_Your objective:_ Which lines in the records below contain the word "airport"? Copy each of them.
· · · · · · ·
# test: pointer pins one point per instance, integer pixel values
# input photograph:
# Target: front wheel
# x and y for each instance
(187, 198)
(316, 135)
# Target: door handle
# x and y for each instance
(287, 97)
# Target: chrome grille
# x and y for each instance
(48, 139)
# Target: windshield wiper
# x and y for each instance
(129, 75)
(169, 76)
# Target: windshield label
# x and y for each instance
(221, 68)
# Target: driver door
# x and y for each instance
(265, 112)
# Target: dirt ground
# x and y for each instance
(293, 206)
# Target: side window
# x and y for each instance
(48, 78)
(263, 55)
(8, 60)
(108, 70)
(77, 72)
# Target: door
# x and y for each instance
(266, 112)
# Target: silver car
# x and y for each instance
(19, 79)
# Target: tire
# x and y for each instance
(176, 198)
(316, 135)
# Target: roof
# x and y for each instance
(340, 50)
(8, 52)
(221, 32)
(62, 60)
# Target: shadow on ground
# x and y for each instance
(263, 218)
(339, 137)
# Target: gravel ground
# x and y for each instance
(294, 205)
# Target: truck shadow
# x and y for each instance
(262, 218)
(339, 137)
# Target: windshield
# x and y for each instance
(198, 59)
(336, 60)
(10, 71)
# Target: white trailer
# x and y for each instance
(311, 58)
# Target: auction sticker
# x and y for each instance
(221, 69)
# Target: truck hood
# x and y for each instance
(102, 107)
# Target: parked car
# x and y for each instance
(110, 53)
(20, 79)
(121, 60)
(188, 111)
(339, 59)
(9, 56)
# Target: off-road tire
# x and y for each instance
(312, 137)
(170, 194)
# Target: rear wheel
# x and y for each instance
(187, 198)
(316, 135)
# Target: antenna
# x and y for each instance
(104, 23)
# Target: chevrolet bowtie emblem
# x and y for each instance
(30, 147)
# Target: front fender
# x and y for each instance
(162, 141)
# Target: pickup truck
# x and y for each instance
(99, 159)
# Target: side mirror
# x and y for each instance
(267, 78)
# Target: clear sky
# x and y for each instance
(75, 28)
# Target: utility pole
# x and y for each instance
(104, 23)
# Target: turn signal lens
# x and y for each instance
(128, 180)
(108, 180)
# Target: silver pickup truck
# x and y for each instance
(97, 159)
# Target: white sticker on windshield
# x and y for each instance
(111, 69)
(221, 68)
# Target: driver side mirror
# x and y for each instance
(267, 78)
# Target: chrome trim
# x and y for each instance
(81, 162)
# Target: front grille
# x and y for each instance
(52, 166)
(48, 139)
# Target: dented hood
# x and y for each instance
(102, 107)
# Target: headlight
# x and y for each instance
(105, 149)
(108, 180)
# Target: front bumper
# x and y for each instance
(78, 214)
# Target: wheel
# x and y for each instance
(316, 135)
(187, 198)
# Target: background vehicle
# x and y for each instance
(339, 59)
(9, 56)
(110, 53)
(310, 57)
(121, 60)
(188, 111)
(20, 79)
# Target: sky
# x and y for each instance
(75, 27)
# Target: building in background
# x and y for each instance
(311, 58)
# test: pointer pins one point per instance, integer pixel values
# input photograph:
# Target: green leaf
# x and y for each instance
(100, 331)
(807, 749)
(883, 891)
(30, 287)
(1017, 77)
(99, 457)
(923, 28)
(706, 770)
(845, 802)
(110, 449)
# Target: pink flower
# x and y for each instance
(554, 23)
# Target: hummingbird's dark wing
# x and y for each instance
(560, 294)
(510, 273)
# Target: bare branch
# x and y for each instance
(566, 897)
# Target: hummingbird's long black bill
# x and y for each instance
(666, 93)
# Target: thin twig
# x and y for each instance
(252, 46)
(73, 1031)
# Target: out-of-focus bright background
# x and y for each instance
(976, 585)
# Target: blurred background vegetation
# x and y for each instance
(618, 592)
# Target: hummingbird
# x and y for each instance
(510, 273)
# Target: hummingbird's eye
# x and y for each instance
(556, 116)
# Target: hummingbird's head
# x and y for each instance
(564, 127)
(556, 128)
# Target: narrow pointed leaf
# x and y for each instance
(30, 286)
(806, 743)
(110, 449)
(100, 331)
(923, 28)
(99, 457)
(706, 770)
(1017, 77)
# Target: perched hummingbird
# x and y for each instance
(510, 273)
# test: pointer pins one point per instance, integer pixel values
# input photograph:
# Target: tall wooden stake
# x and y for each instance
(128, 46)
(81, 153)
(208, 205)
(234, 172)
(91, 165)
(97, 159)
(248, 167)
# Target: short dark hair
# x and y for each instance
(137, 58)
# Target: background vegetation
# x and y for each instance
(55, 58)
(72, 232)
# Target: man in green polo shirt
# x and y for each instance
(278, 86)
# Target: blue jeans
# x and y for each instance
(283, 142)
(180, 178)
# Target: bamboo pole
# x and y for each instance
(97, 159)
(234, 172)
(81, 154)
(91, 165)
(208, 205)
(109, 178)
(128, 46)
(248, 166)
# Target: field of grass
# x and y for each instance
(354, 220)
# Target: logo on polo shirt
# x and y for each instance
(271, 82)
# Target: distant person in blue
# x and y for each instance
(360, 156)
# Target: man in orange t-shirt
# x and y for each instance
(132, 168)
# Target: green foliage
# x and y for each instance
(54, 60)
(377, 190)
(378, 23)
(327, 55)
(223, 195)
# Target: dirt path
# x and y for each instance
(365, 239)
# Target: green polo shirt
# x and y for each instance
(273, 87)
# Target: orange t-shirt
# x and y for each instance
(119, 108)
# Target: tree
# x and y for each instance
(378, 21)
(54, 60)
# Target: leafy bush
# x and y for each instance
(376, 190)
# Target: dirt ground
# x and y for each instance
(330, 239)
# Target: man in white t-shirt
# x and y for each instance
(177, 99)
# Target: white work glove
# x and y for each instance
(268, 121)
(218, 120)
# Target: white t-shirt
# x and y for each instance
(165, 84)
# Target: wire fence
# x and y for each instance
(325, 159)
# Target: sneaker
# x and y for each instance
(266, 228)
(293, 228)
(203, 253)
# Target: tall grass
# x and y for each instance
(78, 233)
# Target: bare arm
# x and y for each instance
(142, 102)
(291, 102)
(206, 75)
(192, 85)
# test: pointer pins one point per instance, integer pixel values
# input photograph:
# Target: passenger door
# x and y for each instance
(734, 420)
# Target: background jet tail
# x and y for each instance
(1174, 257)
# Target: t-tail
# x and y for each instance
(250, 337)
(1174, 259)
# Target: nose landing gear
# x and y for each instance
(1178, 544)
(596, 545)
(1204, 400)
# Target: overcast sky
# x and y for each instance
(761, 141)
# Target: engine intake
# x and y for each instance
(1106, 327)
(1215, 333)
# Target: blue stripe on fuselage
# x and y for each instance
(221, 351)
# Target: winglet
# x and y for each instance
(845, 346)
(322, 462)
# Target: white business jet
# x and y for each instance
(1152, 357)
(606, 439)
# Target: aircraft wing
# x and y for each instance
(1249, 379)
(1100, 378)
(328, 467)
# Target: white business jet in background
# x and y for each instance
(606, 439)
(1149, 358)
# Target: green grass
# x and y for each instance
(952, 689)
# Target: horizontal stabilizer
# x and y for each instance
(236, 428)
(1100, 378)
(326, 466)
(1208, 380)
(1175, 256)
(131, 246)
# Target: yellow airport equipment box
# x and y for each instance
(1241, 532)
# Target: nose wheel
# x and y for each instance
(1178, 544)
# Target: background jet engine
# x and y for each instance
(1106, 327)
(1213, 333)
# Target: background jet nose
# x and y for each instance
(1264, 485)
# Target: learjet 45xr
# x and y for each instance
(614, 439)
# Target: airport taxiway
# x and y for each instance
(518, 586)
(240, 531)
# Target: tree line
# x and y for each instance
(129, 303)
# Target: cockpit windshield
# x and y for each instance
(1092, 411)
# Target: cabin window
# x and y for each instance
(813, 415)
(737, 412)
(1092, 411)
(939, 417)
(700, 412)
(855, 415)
· · · · · · ·
_Response to the exercise:_
# Target: yellow airport equipment box
# Target: airport taxiway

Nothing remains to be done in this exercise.